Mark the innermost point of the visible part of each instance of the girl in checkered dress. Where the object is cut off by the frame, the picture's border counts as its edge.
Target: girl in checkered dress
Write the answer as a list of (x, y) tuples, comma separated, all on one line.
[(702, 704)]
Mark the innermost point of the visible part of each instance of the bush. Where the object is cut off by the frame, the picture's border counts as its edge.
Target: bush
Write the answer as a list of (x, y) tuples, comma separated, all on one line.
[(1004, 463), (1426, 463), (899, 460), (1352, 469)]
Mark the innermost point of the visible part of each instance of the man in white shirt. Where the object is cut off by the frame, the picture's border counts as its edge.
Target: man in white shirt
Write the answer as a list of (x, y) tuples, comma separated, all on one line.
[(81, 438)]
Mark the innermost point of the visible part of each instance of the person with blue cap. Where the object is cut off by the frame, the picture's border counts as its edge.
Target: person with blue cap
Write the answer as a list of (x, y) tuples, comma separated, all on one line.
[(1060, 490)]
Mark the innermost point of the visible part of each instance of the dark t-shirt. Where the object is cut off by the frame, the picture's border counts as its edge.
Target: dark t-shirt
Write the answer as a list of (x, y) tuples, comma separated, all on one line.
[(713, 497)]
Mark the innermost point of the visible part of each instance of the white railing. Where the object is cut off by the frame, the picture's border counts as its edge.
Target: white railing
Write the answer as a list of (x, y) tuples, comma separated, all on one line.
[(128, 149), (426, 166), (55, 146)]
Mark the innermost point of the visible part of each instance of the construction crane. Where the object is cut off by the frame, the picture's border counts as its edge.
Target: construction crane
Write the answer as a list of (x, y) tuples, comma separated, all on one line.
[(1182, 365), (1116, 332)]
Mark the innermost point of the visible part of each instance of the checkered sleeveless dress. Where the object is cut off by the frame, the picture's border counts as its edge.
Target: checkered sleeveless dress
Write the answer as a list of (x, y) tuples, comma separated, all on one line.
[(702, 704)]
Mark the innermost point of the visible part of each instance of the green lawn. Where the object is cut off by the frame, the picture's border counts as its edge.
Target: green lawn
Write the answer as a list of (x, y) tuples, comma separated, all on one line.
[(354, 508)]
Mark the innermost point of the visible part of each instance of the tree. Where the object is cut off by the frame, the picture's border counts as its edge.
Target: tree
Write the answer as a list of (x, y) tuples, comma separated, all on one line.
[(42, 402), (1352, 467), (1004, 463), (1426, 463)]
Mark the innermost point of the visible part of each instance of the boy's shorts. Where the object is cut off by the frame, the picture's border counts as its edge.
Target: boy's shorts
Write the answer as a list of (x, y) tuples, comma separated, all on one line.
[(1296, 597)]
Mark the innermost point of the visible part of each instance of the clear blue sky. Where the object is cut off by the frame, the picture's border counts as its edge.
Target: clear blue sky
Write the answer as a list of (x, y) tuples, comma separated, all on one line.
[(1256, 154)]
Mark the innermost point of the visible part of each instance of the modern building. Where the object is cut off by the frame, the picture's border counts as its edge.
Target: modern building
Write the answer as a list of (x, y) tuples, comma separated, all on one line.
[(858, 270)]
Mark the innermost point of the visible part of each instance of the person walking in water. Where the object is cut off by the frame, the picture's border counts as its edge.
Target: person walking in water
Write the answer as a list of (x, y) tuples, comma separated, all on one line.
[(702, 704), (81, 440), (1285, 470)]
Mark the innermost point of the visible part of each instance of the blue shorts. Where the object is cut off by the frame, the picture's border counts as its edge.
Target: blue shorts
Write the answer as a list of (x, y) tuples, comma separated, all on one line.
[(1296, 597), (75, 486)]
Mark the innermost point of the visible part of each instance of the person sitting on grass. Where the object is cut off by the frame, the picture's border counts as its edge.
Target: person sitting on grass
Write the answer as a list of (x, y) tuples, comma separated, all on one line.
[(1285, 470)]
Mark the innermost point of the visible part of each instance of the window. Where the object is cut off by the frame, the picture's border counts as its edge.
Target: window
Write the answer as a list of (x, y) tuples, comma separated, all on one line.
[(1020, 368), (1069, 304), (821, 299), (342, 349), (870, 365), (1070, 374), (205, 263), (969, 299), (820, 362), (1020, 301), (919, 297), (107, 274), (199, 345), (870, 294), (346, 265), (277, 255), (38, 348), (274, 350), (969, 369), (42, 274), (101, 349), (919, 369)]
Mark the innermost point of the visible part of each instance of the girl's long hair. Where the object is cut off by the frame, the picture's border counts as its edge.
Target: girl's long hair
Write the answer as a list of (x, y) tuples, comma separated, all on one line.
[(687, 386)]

• Prompt:
Reproduce all of the material above word for word.

• Full answer:
Mark the innermost point of the visible part of each instance of the girl in checkered dress. Where the object is cut off by the frame, the picture's border counts as its edge.
Target: girl in checkered dress
Write the answer as a list of (x, y) tuples, comma separated, all on one line.
[(702, 704)]
Mark the innermost point of the visible part of each instance of the bush. Where the object is cut off by the frame, the picture's border counts as its edge.
Target: bush
Write the answer as a list of (x, y) tuples, comma separated, all on one line.
[(1004, 463), (1426, 463), (899, 460), (1352, 469)]
Mark the innermost point of the visible part of each instance of the man in white shirt. Where the object is cut off by the frame, the picture's border counts as its edge.
Target: man in white shirt
Write the answer as a list of (x, y) tuples, comma separated, all on one line.
[(81, 438)]
Mark the innermost point of the visible part of each instance of the person with blue cap. Where the object is cut off by the frame, the picture's border counts as its edge.
Target: person with blue cap
Write the answer as a list of (x, y) tuples, comma separated, all on one line.
[(1060, 490)]
Mark the innermost point of the visible part of each instance of the dark t-shirt. Where the object is cut off by the frame, the picture's border counts as its edge.
Target: dark t-shirt
Write the answer as a list of (x, y) tuples, comma separated, all on one line.
[(713, 497)]
Mark the innermost point of the visible part of each instance of the white railing. Where the object is cut off by the frame, the picture's border counts as its edge.
Target: white railing
Write the answer as a list of (x, y) tuples, comma separated, all on one line.
[(128, 149), (426, 166), (55, 146)]
Mark the innermost point of the visible part of each instance of the construction crane. Where the object is cut off by the frame, the picture's border counts as its edge.
Target: construction crane
Write the answer as a list of (x, y) tuples, comma separated, all on one line.
[(1182, 365), (1116, 332)]
Mark the innermost point of the visible part of each instance of the checkered sleeveless dress. Where the object is cut off by the frame, the picture's border counts as its edge.
Target: checkered sleeveless dress
Write the answer as a list of (x, y) tuples, comma separated, all on one line.
[(702, 704)]
Mark the innermost point of the visible part of each instance of the green lawn. Where the object is cut off by the frame, the picture's border counts as its edge.
Target: green lawn
Write the answer as a list of (x, y) tuples, comma separated, all on one line.
[(354, 508)]
Mark the innermost point of the visible part of each instance of the tree. Where the object is cut off by the frame, the picture's border counts as its edge.
Target: tree
Write the answer as a list of (x, y) tuples, comma separated, all on one line.
[(42, 402), (1352, 467), (1004, 463), (1426, 463)]
Mark the innermost point of the visible part of each instance of the boy's shorts. Where the object is cut off by the frame, the picture's border counts as its edge.
Target: boy's shorts
Write the answer as a list of (x, y) tuples, comma separated, all on one line.
[(1296, 597)]
Mark the innermost point of the visible part of each instance of the clear blue sky. Where the object is cut off by the frame, the picture's border counts as its edge.
Target: clear blue sky
Write the answer as a list of (x, y) tuples, comma separated, all on one line.
[(1256, 154)]
Mark the innermost point of the visible part of each instance of the modern building. Where the object is cut off by the frame, the picture's border counts as its edge.
Target: modern building
Write the answer as a list of (x, y) tuples, comma separated, all on one line.
[(858, 270)]
Mark the innermost point of the visible part of each instance of the person walking in water. Where the object is cut off by the frame, the picture's border counts as its edge.
Target: person walking in water
Write the answer as a list of (x, y) tuples, comma separated, all on one line.
[(702, 704), (81, 440), (1285, 470)]
Mark the innermost point of the visible part of each instance of the blue shorts. Where the object is cut off by the frame, the picture's border counts as its edge.
Target: blue shorts
Write the answer as a list of (x, y) tuples, comma separated, all on one line.
[(1296, 597), (75, 486)]
Mark the innermost point of the visible part of each instance of the person sitting on grass. Where the object is cut off by the frame, the picture's border counts as its edge.
Target: person sitting on grass
Write the answer as a list of (x, y) tuples, comma separated, all on one line.
[(1285, 470)]
Mark the innermost point of the visible part of each instance of the window. Where the object is cut off by the frame, the picture's border counts as its edge.
Target: window
Write the answer as a list of (x, y) tuples, comma separated, all on one line.
[(1020, 368), (1069, 304), (821, 299), (342, 349), (870, 365), (1070, 374), (205, 263), (969, 299), (820, 362), (1020, 301), (919, 297), (107, 274), (199, 345), (870, 294), (346, 265), (277, 255), (38, 348), (274, 350), (969, 369), (42, 274), (101, 349), (919, 369)]
Mark the innermost point of the visible part of each instance of the girl's long hair. Where the object is cut off by the frame, the picture's border counts as its edge.
Target: girl's long hair
Write the answer as a list of (x, y) tuples, comma separated, all on one line.
[(687, 386)]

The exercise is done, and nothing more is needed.